→ DO THIS
Print everything from the top of the listing down to the line containing "18], [43, 18]]", that line included, with no changes.

→ DATA IN THIS EXERCISE
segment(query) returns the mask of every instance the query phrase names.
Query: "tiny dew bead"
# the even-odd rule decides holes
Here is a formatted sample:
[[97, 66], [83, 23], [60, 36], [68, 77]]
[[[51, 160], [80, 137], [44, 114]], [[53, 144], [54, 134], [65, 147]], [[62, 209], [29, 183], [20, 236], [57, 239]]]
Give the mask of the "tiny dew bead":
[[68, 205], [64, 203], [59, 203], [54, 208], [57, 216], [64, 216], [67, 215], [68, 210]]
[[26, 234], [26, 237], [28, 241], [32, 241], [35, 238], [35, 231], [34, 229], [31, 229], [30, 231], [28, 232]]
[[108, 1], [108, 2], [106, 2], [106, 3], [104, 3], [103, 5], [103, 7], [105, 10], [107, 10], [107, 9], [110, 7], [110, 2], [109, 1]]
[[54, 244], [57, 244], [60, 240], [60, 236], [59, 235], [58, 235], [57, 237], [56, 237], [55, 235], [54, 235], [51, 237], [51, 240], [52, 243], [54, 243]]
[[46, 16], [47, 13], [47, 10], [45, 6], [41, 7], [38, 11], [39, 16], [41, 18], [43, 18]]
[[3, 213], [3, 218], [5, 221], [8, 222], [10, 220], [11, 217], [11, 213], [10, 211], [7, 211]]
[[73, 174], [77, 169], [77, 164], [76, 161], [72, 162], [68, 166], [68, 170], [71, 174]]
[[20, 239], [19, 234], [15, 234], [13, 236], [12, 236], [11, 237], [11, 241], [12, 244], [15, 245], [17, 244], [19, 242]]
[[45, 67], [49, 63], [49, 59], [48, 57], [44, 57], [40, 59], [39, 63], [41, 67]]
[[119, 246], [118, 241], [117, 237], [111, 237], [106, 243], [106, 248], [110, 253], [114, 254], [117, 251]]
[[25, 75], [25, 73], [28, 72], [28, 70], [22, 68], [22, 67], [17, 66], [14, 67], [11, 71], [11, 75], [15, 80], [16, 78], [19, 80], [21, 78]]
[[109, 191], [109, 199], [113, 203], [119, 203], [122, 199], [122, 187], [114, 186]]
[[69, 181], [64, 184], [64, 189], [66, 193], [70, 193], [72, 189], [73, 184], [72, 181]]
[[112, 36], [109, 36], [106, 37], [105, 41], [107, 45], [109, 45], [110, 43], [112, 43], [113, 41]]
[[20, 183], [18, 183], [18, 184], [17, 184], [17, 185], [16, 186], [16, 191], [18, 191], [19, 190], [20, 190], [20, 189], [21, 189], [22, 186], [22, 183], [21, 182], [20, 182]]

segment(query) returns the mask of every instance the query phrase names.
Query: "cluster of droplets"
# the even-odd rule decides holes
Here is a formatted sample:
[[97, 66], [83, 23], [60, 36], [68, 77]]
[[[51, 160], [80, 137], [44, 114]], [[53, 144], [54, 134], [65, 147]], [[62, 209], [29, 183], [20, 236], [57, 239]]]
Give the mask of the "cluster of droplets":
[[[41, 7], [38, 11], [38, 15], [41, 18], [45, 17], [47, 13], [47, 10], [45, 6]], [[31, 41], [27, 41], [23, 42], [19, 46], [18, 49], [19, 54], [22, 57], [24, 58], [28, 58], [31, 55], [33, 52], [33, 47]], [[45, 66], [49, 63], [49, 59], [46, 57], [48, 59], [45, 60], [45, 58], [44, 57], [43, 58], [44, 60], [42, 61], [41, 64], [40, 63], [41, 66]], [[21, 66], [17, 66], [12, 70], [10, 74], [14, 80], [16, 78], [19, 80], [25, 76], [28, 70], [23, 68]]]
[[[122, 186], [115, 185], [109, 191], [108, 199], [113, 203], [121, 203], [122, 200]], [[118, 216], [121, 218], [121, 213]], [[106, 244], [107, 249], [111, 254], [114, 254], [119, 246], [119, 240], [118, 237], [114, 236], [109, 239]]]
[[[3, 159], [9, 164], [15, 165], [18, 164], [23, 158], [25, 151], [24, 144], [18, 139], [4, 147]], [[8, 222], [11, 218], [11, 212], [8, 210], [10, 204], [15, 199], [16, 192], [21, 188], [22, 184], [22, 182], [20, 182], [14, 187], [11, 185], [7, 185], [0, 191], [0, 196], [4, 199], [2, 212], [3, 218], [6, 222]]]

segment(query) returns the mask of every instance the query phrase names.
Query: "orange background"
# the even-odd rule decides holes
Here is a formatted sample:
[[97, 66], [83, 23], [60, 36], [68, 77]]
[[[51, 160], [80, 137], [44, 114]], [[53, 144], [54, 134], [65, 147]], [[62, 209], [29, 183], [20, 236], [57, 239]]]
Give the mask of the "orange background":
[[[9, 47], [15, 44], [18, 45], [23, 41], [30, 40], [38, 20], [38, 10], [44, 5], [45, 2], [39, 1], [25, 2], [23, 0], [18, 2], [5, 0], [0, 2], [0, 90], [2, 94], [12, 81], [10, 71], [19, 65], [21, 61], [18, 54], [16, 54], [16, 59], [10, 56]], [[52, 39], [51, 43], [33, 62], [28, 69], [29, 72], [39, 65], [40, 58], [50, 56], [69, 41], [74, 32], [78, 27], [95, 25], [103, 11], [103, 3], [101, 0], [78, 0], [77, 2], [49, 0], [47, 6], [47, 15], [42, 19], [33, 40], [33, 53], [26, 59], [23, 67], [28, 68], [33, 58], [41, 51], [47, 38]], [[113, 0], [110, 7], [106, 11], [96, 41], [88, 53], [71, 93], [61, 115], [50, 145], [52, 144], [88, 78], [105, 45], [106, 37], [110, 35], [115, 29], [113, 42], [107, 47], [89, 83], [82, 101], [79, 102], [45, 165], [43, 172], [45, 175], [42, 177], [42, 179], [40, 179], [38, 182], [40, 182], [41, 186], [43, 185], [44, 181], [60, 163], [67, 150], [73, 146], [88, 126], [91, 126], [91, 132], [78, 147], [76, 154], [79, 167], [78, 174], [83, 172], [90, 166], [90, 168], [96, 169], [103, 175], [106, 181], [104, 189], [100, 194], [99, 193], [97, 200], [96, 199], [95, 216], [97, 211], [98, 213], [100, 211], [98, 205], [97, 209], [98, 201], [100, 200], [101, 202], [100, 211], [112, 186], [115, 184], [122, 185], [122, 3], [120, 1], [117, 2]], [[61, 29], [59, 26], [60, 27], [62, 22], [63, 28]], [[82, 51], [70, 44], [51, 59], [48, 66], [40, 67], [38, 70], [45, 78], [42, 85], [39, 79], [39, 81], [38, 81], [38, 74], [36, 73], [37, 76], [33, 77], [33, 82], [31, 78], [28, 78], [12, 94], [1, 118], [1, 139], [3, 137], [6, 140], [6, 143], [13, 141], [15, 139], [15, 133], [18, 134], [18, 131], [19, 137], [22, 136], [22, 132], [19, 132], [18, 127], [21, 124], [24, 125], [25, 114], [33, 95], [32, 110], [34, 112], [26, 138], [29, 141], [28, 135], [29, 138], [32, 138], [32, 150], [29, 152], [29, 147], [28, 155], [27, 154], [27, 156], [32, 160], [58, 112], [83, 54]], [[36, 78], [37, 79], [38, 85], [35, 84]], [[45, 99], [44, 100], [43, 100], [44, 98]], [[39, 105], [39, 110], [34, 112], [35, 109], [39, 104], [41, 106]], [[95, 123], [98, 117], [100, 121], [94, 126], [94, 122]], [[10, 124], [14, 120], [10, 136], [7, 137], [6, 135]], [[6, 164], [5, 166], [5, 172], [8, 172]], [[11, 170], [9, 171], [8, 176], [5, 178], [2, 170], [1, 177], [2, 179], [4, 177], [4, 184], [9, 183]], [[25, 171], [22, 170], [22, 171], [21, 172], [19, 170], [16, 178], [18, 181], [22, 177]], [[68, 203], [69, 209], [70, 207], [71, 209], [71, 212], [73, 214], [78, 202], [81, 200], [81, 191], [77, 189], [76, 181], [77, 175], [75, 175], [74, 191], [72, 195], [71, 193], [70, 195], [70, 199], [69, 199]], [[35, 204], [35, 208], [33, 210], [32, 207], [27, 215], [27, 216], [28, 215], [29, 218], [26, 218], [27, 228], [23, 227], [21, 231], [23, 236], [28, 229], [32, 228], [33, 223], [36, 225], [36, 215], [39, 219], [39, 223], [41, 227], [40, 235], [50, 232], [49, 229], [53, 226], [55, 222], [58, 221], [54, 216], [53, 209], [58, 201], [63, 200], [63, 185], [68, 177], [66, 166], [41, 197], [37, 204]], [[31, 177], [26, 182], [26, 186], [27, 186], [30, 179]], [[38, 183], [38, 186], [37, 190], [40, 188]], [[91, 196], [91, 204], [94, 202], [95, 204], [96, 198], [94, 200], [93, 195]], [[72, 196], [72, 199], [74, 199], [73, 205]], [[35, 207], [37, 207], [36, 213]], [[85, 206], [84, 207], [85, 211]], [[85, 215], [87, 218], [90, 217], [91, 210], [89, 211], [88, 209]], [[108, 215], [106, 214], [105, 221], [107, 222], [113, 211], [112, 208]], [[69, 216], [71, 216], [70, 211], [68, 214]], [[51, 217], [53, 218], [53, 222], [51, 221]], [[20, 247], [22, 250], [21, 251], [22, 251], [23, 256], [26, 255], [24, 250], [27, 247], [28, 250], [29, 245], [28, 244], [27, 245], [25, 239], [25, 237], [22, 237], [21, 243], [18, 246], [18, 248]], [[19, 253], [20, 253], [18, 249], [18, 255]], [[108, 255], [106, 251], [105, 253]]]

→ COMPLETED TASK
segment(query) returns the mask of every instance the query phrase names.
Query: "tiny dew bead"
# the even-odd rule decides holes
Here is a formatted sample:
[[97, 66], [83, 23], [60, 36], [68, 77]]
[[[51, 160], [80, 137], [44, 114]], [[53, 144], [54, 134], [65, 147]], [[62, 209], [29, 183], [20, 236], [57, 239]]]
Give the mask of the "tiny dew bead":
[[68, 205], [64, 203], [59, 203], [54, 208], [57, 216], [64, 216], [67, 215], [68, 210]]
[[26, 234], [26, 237], [28, 241], [32, 241], [35, 238], [35, 231], [34, 229], [31, 229], [30, 231], [28, 232]]
[[108, 1], [108, 2], [106, 2], [106, 3], [104, 3], [103, 5], [103, 7], [105, 10], [107, 10], [107, 9], [110, 7], [110, 2], [109, 1]]
[[54, 244], [57, 244], [60, 240], [60, 236], [59, 235], [58, 235], [57, 237], [56, 237], [55, 235], [54, 235], [51, 237], [51, 240], [52, 243], [54, 243]]
[[46, 16], [47, 13], [47, 10], [45, 6], [41, 7], [38, 11], [39, 16], [41, 18], [43, 18]]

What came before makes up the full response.